─── Passage to read

Ti Amo by Hanne Ørstavik

Ti Amo's protagonist must find intimacy and longing in the mundane everyday, when she learns the love of her life has less than a year to live

Book Review by Heather McDaid | 06 Sep 2022
  • Ti Amo
Book title: Ti Amo
Author: Hanne Ørstavik, translated by Martin Aitken

How do we articulate loss? More so, how do we articulate a loss yet to happen? Ti Amo is an anticipatory grief diary brought alive – the protagonist, a woman who has moved to Milan for the love of her life, must contend with the fact that he has been diagnosed with cancer. He is dying.

Death lurks in the everyday – he doesn’t want to know how long there is left, but she does. Less than one year. So begins a documenting of almost mundanity: ‘This morning I put two of the cakes out on the makeshift bird table you’ve cobbled together.’ Life continues, gradually, almost insignificantly, and yet significance finds itself in the innocuous. Rest, eat, travel, continue, day after day.

──────
─── Dataset

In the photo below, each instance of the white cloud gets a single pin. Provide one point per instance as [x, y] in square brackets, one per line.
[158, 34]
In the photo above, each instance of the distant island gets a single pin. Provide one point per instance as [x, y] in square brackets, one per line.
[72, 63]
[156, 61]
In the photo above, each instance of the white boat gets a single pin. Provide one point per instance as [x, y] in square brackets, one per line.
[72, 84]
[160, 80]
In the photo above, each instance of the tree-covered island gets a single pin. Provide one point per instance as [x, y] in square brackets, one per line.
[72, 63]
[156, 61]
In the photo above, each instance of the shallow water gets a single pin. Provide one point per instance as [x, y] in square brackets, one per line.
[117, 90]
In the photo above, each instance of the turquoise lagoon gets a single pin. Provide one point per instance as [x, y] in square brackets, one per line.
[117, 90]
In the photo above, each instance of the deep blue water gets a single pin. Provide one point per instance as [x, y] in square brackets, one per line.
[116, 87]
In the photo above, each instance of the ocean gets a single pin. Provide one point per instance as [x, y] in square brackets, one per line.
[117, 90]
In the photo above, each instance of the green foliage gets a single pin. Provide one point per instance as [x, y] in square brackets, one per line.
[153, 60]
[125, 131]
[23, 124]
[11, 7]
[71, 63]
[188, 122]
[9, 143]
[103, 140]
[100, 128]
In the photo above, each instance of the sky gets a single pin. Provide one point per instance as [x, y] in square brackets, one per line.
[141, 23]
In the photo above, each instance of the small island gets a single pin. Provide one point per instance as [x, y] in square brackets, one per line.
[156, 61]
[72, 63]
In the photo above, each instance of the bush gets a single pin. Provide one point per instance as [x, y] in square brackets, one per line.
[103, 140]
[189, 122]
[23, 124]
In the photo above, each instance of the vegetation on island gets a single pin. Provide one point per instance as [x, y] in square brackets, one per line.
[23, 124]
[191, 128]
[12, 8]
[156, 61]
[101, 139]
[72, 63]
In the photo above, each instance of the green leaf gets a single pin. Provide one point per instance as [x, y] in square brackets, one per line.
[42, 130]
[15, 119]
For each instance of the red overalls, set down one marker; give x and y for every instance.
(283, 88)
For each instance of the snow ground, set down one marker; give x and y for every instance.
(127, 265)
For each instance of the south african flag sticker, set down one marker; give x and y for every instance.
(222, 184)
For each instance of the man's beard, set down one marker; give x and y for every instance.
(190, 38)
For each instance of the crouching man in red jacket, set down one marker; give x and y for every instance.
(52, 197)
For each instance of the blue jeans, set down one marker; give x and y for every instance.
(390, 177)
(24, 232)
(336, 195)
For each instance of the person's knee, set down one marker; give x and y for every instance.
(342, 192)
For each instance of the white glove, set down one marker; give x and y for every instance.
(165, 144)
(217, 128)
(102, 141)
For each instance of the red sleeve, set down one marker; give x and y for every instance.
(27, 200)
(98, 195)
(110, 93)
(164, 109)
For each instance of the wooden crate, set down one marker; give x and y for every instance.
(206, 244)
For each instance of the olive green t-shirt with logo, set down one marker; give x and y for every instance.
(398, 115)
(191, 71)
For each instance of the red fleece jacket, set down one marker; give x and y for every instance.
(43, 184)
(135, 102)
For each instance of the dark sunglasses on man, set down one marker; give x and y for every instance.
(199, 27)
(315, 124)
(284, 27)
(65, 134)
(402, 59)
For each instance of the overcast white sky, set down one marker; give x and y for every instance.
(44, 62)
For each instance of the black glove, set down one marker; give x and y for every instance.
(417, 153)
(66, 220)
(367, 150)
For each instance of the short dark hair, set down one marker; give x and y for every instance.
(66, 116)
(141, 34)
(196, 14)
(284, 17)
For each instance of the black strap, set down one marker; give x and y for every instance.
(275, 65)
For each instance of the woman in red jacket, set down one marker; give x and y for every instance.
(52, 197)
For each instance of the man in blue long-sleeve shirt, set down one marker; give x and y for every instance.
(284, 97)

──────

Please print the stretch of the Ti Amo review from "Ti Amo's protagonist" through "He is dying.", keeping every word unchanged. The material has nothing to do with the review of Ti Amo.

Ti Amo's protagonist must find intimacy and longing in the mundane everyday, when she learns the love of her life has less than a year to live

Book Review by Heather McDaid | 06 Sep 2022
  • Ti Amo
Book title: Ti Amo
Author: Hanne Ørstavik, translated by Martin Aitken

How do we articulate loss? More so, how do we articulate a loss yet to happen? Ti Amo is an anticipatory grief diary brought alive – the protagonist, a woman who has moved to Milan for the love of her life, must contend with the fact that he has been diagnosed with cancer. He is dying.